→ WHAT THIS TASK INVOLVES:
Copy out the lines of the listing below, from the line containing "Could you point to the white towel" through the end of the listing.

[Dataset excerpt]
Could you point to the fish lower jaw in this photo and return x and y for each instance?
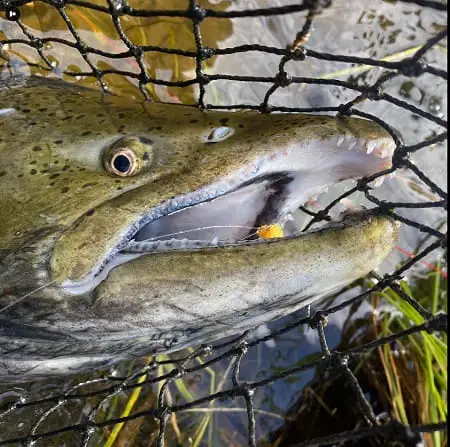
(231, 211)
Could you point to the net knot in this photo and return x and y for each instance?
(402, 433)
(337, 360)
(37, 43)
(163, 413)
(299, 54)
(283, 79)
(203, 78)
(317, 5)
(345, 110)
(205, 53)
(373, 93)
(437, 323)
(412, 68)
(81, 47)
(137, 52)
(319, 318)
(196, 14)
(117, 7)
(13, 14)
(58, 3)
(399, 157)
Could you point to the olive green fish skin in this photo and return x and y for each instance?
(61, 211)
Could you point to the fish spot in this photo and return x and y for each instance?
(219, 134)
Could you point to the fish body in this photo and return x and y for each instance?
(131, 228)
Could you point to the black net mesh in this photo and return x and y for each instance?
(148, 401)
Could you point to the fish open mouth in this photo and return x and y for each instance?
(234, 210)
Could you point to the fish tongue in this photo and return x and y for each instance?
(228, 217)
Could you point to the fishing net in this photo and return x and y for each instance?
(148, 401)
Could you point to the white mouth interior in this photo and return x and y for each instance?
(230, 211)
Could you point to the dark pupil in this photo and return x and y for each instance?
(122, 163)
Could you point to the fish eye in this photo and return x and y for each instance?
(123, 163)
(128, 156)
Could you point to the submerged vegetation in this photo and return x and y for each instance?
(414, 386)
(405, 380)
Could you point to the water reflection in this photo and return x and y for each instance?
(97, 30)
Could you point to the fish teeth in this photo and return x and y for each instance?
(384, 152)
(371, 146)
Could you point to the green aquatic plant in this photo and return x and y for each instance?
(415, 369)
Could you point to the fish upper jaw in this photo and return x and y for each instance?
(229, 210)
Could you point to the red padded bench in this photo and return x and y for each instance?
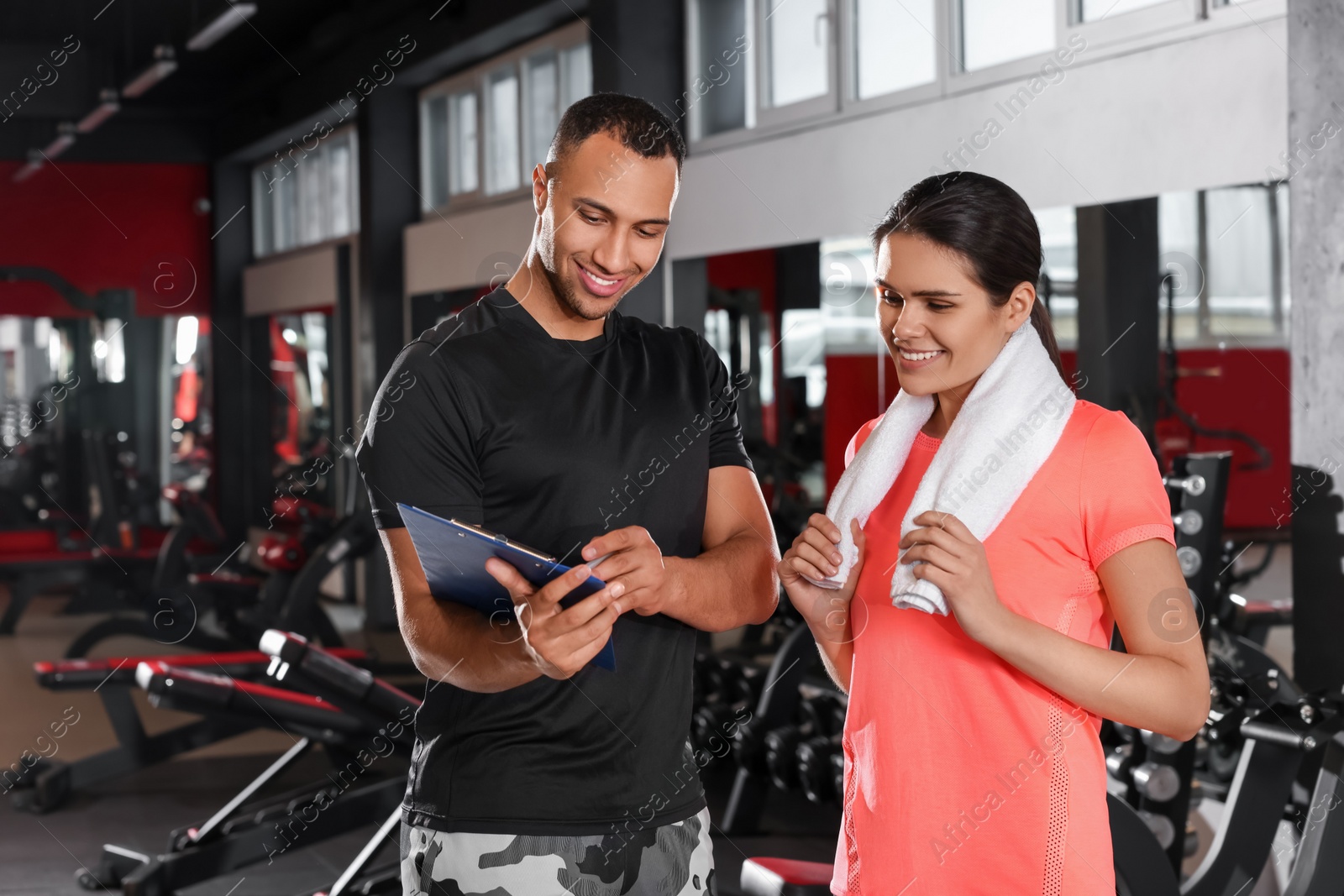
(766, 876)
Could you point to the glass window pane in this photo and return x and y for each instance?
(722, 35)
(461, 144)
(994, 31)
(342, 219)
(542, 107)
(577, 74)
(501, 137)
(799, 34)
(1178, 246)
(286, 202)
(894, 45)
(1099, 9)
(1059, 244)
(264, 222)
(312, 199)
(434, 121)
(1240, 249)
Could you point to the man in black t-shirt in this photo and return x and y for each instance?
(546, 416)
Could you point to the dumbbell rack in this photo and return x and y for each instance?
(792, 739)
(1153, 773)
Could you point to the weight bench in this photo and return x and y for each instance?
(45, 785)
(242, 833)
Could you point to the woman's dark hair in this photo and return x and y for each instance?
(985, 222)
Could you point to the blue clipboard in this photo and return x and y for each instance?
(454, 557)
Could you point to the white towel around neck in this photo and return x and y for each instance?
(1005, 432)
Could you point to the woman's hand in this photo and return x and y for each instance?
(815, 553)
(956, 562)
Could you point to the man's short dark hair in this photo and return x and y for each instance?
(636, 123)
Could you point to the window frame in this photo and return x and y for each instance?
(260, 202)
(803, 109)
(476, 80)
(1173, 20)
(848, 63)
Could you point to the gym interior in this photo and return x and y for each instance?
(222, 221)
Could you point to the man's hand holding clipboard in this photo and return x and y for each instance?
(561, 640)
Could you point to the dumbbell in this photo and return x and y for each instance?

→ WRITTEN SOLUTION:
Could you point to the white towel around neck in this photo and return x and y for each instance?
(1005, 432)
Could you point to the woman's hand in this photo and return x and y for each instance?
(815, 553)
(956, 562)
Could you point to the man's short dark hair in this photo and return x and y for each instance?
(636, 123)
Could you point to the window frame in this photo and return x and y for each instance?
(260, 202)
(803, 109)
(476, 80)
(1173, 20)
(848, 63)
Could you point to the gym interior in this photo and return x and y for each instance?
(222, 221)
Could you point to the man's hand holding clipboard in this photo and return x and y for each instance?
(561, 640)
Could you point to the dumbbell in this photo and return x and y for each instance?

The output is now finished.